Dataset entries:

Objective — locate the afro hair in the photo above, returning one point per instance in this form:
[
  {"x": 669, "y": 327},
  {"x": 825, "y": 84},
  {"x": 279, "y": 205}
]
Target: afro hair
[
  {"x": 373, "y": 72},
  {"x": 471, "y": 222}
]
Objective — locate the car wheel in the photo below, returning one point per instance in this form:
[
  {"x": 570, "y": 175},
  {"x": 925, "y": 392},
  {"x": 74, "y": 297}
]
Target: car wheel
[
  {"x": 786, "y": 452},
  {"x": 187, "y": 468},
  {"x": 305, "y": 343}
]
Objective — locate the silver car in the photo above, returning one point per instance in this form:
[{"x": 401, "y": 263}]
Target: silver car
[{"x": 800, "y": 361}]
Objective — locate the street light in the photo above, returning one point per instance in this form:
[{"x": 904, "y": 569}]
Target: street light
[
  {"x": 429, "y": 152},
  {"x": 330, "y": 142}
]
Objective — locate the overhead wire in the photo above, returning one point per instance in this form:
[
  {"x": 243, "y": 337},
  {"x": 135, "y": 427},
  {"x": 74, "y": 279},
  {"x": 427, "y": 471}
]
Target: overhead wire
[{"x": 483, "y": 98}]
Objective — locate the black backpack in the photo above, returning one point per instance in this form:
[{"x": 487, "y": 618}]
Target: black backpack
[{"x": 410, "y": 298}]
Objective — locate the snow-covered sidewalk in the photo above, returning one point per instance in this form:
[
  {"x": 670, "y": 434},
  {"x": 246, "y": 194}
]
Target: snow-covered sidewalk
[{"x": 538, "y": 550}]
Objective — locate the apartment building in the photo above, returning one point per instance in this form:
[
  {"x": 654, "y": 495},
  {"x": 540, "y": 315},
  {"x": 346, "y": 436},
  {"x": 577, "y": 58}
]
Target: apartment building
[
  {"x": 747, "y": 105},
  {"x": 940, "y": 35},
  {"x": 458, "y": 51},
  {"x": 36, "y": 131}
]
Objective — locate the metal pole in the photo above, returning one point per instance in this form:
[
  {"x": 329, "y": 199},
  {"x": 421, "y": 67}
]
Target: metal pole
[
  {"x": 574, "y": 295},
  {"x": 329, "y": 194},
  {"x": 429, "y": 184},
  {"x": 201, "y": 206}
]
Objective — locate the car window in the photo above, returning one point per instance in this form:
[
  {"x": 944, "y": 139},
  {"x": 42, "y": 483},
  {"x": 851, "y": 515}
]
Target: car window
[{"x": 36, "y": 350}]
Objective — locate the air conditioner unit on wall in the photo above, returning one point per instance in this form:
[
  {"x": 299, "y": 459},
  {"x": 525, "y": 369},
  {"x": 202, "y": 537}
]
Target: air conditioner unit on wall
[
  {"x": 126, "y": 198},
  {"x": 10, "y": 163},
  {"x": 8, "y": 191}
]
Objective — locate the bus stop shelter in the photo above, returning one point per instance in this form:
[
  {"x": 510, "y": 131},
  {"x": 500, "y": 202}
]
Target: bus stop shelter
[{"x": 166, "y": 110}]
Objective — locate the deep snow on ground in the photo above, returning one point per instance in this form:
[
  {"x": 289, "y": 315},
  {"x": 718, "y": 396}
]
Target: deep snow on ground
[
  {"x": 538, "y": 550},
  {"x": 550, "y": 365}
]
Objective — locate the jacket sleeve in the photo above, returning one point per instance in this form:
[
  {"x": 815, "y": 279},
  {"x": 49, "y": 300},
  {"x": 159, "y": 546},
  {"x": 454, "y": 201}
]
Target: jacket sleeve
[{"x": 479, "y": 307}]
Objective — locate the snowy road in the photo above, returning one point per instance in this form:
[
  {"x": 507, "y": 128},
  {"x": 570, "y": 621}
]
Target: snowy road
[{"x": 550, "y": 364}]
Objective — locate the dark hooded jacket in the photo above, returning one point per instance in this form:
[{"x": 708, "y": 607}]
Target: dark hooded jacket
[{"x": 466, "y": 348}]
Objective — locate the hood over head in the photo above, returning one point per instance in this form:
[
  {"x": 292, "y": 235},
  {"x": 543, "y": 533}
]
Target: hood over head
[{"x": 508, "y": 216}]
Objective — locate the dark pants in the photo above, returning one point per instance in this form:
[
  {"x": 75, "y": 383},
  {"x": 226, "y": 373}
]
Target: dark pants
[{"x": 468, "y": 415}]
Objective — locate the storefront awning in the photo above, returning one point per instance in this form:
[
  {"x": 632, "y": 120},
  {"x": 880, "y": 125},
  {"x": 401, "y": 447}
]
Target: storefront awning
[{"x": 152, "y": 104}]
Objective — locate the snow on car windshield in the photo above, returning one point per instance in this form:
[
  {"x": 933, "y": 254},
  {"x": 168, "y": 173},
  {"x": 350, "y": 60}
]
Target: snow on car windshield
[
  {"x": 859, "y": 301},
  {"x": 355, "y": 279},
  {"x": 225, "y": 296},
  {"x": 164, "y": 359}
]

What to do:
Please output every record, keeping each line exact.

Correct response:
Objective — locate the afro hair in the photo above, returning one point per instance in this form:
[
  {"x": 669, "y": 327},
  {"x": 825, "y": 84},
  {"x": 279, "y": 205}
]
Target: afro hair
[
  {"x": 373, "y": 72},
  {"x": 471, "y": 222}
]
Objective — locate the car wheel in the photo below, returning one point per instance in this form:
[
  {"x": 570, "y": 175},
  {"x": 925, "y": 392},
  {"x": 74, "y": 297}
]
Target: car wheel
[
  {"x": 786, "y": 452},
  {"x": 187, "y": 468},
  {"x": 305, "y": 343}
]
Objective — locate the silver car in the photo above, returning one point per instance in this form:
[{"x": 401, "y": 263}]
Target: silver car
[{"x": 800, "y": 361}]
Objective — locate the street light in the photo above, returning one point per instance in this form:
[{"x": 904, "y": 569}]
Target: street light
[
  {"x": 429, "y": 152},
  {"x": 330, "y": 142}
]
Objective — locate the overhead wire in the photo above, returning one point per instance in this form:
[
  {"x": 243, "y": 337},
  {"x": 135, "y": 427},
  {"x": 74, "y": 279},
  {"x": 427, "y": 471}
]
Target: overhead wire
[{"x": 483, "y": 98}]
Objective — locate the black backpack in the photo above, returning one point per instance in this form:
[{"x": 487, "y": 618}]
Target: black backpack
[{"x": 410, "y": 298}]
Objective — locate the snow-covered sidewalk in the photo above, returning one point per instance in this form:
[
  {"x": 670, "y": 434},
  {"x": 246, "y": 194}
]
Target: snow-covered sidewalk
[{"x": 538, "y": 550}]
Objective — locate the apartment building in the photo above, returning one point per instance in this form:
[
  {"x": 654, "y": 495},
  {"x": 540, "y": 315},
  {"x": 346, "y": 436},
  {"x": 577, "y": 58}
]
Target: apartment building
[
  {"x": 747, "y": 105},
  {"x": 940, "y": 35},
  {"x": 458, "y": 51},
  {"x": 36, "y": 131}
]
Objective — locate the metal pole in the photo above, returning one point per instance in this form:
[
  {"x": 329, "y": 199},
  {"x": 421, "y": 67}
]
Target: metal pole
[
  {"x": 574, "y": 295},
  {"x": 329, "y": 194},
  {"x": 429, "y": 184},
  {"x": 201, "y": 206}
]
Objective — locate the car window in the photo above, returning one point per instance in this form:
[
  {"x": 944, "y": 139},
  {"x": 42, "y": 483},
  {"x": 851, "y": 515}
]
Target: car window
[{"x": 36, "y": 350}]
Objective — locate the air conditioner unit on wall in the photo above, returning one point per instance in this form:
[
  {"x": 299, "y": 459},
  {"x": 525, "y": 369},
  {"x": 202, "y": 537}
]
Target: air conditioner unit on wall
[
  {"x": 126, "y": 198},
  {"x": 10, "y": 163},
  {"x": 8, "y": 191}
]
Objective — locate the bus stop shelter in the photo above, returning one point per instance in this form:
[
  {"x": 510, "y": 131},
  {"x": 500, "y": 202}
]
Target: bus stop shelter
[{"x": 166, "y": 110}]
Objective — locate the deep snow on ground in the photo above, returning one point per instance in this form:
[
  {"x": 289, "y": 315},
  {"x": 718, "y": 396}
]
Target: deep snow on ground
[
  {"x": 538, "y": 550},
  {"x": 550, "y": 365}
]
Objective — locate the jacket sleeve in the photo above, returning one point per instance in this form:
[
  {"x": 815, "y": 279},
  {"x": 49, "y": 300},
  {"x": 159, "y": 546},
  {"x": 454, "y": 201}
]
Target: jacket sleeve
[{"x": 479, "y": 307}]
Objective — locate the snowy road in the photo above, returning one point per instance in this form:
[
  {"x": 507, "y": 128},
  {"x": 570, "y": 621}
]
Target: snowy road
[{"x": 550, "y": 364}]
Objective — locate the dark hooded jacket in the photo above, returning one point per instance in this form:
[{"x": 708, "y": 607}]
Target: dark hooded jacket
[{"x": 466, "y": 348}]
Objective — locate the hood over head in the photo above, returning one point per instance in this form:
[
  {"x": 292, "y": 235},
  {"x": 543, "y": 533}
]
Target: hood over head
[{"x": 508, "y": 216}]
Objective — locate the dark pants in the photo above, returning one point per instance in this form:
[
  {"x": 75, "y": 383},
  {"x": 226, "y": 373}
]
Target: dark pants
[{"x": 468, "y": 415}]
Objective — locate the storefront awning in the photo above, returning one point per instance in this form:
[
  {"x": 632, "y": 120},
  {"x": 880, "y": 125},
  {"x": 401, "y": 447}
]
Target: storefront awning
[{"x": 152, "y": 104}]
Objective — locate the snow on car windshield in the photo above, returning one point per instance in this form:
[
  {"x": 933, "y": 254},
  {"x": 168, "y": 173},
  {"x": 350, "y": 60}
]
Target: snow on car windshield
[
  {"x": 859, "y": 301},
  {"x": 355, "y": 279},
  {"x": 225, "y": 296},
  {"x": 164, "y": 359}
]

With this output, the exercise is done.